• TASK PROMPT
Print the lines of the listing below without changes, starting at the line that contains "Mark every instance of the orange trim" and ending at the line that contains "254), (56, 286)]". Include both of those lines and nothing else.

• RECORD SET
^^^^
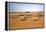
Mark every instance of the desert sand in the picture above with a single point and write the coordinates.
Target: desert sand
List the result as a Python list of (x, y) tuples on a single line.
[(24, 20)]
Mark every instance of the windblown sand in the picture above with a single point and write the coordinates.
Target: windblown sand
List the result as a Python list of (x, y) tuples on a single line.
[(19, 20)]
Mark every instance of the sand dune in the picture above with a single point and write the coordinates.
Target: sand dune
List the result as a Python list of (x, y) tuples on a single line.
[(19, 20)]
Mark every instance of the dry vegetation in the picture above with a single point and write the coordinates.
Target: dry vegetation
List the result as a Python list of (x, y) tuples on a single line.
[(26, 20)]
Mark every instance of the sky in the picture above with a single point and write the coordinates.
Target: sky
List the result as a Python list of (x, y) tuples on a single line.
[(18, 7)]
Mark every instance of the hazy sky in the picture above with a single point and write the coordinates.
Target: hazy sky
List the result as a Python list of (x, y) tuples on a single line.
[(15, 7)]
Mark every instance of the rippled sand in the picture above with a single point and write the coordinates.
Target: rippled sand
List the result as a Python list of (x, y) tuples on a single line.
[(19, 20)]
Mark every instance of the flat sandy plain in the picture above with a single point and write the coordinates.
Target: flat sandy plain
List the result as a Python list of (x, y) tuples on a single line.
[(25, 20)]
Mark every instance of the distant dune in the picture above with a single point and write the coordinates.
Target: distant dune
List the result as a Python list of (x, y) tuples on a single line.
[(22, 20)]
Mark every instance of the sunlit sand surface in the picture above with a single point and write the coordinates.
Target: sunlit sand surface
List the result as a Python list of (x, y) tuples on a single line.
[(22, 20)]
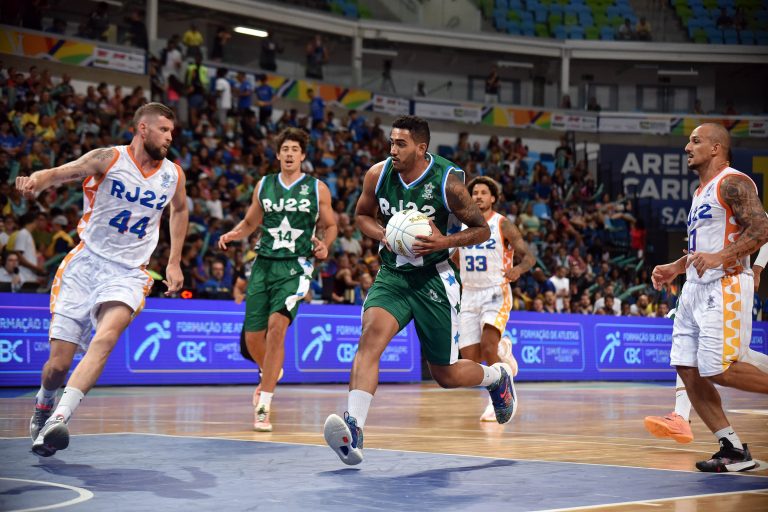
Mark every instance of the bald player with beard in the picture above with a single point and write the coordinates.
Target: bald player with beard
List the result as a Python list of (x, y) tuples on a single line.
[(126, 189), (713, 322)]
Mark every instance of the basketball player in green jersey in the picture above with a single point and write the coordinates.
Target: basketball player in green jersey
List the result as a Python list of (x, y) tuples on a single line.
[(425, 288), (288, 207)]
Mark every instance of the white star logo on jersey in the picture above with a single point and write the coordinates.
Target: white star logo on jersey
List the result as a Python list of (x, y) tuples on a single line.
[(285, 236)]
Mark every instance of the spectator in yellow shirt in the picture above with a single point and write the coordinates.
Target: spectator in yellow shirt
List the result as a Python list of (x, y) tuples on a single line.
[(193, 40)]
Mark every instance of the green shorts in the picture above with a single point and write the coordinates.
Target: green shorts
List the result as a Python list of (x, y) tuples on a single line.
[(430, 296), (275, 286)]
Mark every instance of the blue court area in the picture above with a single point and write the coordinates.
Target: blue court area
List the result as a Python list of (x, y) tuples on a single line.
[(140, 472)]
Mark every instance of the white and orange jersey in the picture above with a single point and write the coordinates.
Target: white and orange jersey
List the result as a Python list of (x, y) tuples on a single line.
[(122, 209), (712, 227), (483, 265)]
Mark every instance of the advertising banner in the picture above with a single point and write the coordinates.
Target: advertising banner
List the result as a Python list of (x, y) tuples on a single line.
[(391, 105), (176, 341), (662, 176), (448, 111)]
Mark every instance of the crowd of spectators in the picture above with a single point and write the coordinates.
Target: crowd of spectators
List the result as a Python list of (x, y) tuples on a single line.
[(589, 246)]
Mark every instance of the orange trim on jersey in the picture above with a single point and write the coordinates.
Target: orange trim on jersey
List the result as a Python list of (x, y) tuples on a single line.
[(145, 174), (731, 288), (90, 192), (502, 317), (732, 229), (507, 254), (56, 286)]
^^^^
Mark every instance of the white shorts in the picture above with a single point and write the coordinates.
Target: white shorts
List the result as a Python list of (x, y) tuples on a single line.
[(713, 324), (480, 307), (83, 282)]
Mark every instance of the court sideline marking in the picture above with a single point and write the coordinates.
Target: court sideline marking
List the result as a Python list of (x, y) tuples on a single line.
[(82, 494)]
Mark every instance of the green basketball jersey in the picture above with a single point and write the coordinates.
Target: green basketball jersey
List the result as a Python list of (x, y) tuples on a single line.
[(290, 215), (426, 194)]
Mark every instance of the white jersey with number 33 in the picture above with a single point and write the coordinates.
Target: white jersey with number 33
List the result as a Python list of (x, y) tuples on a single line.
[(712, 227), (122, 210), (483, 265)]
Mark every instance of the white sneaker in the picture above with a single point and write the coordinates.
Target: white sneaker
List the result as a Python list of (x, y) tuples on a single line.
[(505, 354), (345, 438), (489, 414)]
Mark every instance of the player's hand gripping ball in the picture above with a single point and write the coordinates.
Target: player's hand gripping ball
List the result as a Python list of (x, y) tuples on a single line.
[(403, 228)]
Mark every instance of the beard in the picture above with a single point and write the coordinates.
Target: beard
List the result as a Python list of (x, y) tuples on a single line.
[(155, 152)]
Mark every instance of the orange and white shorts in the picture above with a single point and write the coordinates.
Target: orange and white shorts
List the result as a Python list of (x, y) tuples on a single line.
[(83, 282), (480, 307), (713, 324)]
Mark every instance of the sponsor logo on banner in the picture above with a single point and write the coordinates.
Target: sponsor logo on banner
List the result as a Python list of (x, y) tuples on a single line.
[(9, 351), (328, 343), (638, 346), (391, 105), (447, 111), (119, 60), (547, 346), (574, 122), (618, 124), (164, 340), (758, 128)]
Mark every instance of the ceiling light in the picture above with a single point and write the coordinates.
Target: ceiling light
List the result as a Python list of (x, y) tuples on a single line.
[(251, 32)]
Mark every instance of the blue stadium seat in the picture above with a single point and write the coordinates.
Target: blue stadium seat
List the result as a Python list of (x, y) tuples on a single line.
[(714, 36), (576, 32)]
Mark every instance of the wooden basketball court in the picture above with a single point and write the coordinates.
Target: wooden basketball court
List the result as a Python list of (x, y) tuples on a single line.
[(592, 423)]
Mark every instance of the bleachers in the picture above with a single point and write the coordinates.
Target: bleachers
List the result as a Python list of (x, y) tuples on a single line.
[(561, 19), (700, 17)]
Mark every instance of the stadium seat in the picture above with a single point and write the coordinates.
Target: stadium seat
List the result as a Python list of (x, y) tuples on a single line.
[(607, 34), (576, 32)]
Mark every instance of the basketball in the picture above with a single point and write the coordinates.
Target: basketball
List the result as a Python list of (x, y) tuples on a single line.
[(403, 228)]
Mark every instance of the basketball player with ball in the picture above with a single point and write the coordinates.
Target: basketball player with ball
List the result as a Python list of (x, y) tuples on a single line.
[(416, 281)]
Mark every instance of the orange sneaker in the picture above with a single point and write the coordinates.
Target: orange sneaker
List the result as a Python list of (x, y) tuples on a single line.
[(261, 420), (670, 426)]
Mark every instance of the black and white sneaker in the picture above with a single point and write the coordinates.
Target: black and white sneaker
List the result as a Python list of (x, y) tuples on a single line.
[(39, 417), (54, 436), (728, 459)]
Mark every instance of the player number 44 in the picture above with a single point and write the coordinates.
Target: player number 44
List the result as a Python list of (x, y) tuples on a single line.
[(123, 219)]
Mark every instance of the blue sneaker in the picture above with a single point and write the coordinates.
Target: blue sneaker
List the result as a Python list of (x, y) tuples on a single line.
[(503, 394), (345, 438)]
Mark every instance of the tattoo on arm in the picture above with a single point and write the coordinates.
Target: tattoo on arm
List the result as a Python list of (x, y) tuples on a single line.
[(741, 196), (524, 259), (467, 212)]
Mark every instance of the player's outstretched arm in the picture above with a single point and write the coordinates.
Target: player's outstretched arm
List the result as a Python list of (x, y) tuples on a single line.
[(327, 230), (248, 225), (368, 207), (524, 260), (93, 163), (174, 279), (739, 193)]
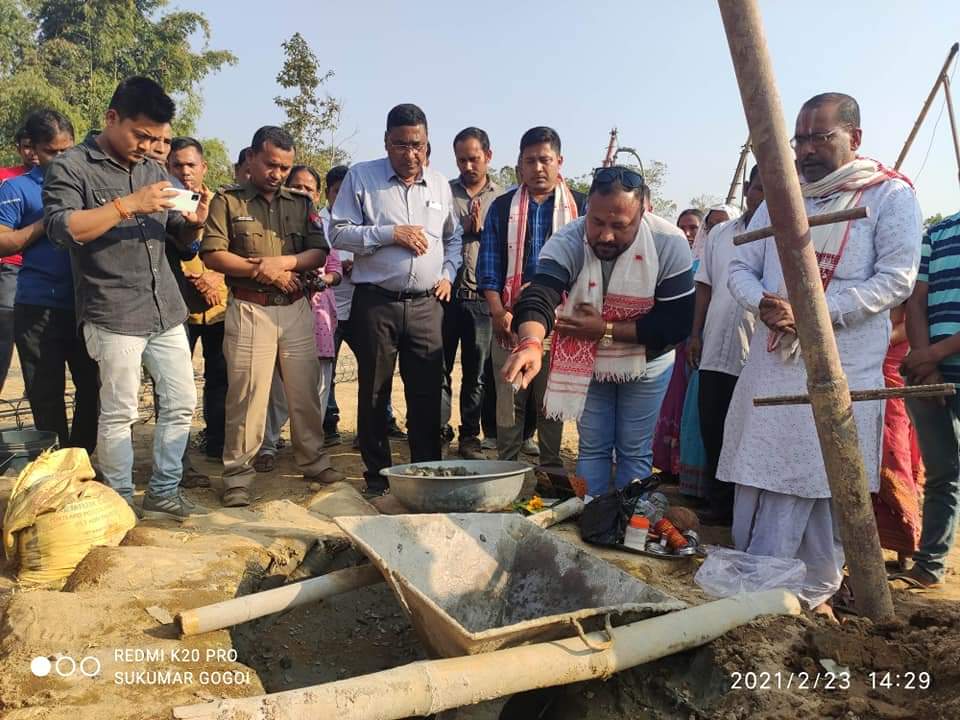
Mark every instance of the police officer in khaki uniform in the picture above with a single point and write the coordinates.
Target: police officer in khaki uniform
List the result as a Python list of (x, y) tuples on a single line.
^^^^
• ANSWER BELOW
Mark every instance of the orange trim on jersey in the picture above with a single point and write the coordinates.
Target: orange trim on jersey
List the result as a Python list of (x, y) tuples on a single line.
[(145, 174), (731, 288), (90, 192), (502, 317), (732, 229), (507, 254), (56, 286)]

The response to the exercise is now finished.